Instructions for the task - Starting with the line containing "Q: In the photo above, mark the bull's tail" and continuing through the line containing "x=657, y=208", rewrite that stretch of the listing below with "photo" changed to "image" and everything else kept the same. Leave the pictures out.

Record excerpts -
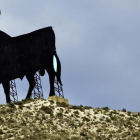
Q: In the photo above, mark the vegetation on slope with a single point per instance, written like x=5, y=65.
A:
x=40, y=119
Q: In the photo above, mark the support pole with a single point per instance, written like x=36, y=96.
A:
x=37, y=92
x=13, y=91
x=58, y=88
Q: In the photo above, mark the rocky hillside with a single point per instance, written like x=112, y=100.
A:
x=40, y=119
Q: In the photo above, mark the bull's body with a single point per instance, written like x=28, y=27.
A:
x=26, y=54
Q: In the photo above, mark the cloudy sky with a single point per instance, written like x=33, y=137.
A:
x=97, y=41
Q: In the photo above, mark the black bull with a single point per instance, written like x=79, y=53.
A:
x=24, y=55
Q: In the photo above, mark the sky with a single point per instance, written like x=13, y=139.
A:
x=98, y=44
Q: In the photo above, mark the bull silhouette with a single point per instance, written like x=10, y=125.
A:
x=26, y=54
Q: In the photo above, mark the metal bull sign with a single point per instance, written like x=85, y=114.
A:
x=25, y=54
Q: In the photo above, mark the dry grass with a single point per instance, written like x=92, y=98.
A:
x=40, y=119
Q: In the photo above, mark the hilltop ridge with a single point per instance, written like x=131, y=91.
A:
x=40, y=119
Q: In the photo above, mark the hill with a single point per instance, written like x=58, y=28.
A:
x=40, y=119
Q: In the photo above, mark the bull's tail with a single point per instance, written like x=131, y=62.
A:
x=58, y=73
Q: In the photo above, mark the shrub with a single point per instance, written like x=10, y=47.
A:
x=62, y=104
x=85, y=119
x=11, y=105
x=106, y=108
x=46, y=109
x=1, y=132
x=83, y=133
x=123, y=110
x=51, y=101
x=59, y=115
x=129, y=113
x=20, y=107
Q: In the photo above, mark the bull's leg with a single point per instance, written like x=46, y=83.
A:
x=51, y=79
x=31, y=80
x=6, y=87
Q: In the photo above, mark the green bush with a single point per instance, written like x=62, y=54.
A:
x=1, y=131
x=129, y=113
x=11, y=105
x=87, y=107
x=24, y=101
x=76, y=112
x=51, y=101
x=85, y=119
x=62, y=104
x=78, y=107
x=106, y=108
x=46, y=109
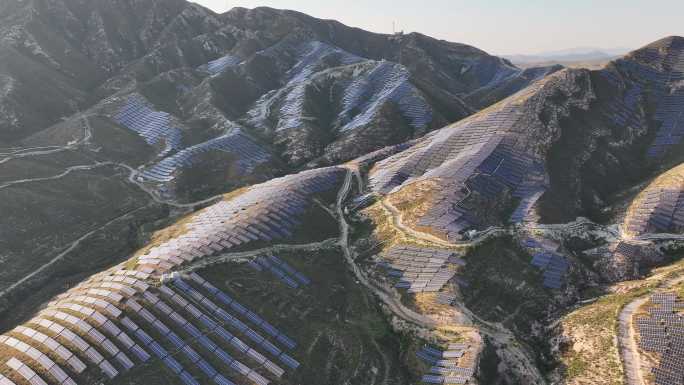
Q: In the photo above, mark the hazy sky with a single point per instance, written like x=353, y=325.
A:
x=501, y=26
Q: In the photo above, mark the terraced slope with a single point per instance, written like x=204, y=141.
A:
x=534, y=150
x=123, y=317
x=657, y=208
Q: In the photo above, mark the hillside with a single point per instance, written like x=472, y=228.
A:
x=263, y=197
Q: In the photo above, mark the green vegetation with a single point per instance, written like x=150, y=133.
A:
x=342, y=334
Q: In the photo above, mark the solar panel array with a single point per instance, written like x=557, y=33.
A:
x=288, y=102
x=111, y=322
x=249, y=154
x=421, y=269
x=385, y=82
x=221, y=64
x=656, y=72
x=153, y=126
x=445, y=364
x=266, y=212
x=42, y=360
x=25, y=371
x=116, y=311
x=662, y=332
x=483, y=157
x=659, y=208
x=374, y=85
x=281, y=269
x=545, y=257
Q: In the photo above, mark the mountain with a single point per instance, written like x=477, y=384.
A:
x=587, y=57
x=263, y=197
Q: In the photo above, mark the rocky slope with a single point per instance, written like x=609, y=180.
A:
x=440, y=252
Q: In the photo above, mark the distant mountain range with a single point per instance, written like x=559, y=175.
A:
x=569, y=56
x=263, y=197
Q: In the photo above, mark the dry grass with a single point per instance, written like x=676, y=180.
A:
x=593, y=356
x=670, y=180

Full output -
Q: In the image above, mark the bull's tail with a single point per instance, written like x=131, y=62.
A:
x=58, y=73
Q: In the image above, mark the shrub with a single point per instance, written like x=10, y=47.
A:
x=62, y=104
x=85, y=119
x=11, y=105
x=106, y=108
x=46, y=109
x=1, y=132
x=83, y=133
x=123, y=110
x=51, y=101
x=59, y=115
x=129, y=113
x=20, y=107
Q: In the image above, mark the bull's leg with a single point per instance, written like x=46, y=83.
A:
x=51, y=79
x=31, y=80
x=6, y=87
Q: In the image above, mark the green bush with a single point per instance, written like x=62, y=54.
A:
x=1, y=131
x=129, y=113
x=11, y=105
x=87, y=107
x=24, y=101
x=76, y=112
x=51, y=101
x=85, y=119
x=62, y=104
x=78, y=107
x=106, y=108
x=46, y=109
Q: In the image above, mark the hazy sky with a single point per instance, written like x=353, y=325.
A:
x=501, y=26
Q: In the image above, mark the terraced slope with a single point per instance, written like x=204, y=141.
A:
x=534, y=150
x=123, y=317
x=657, y=208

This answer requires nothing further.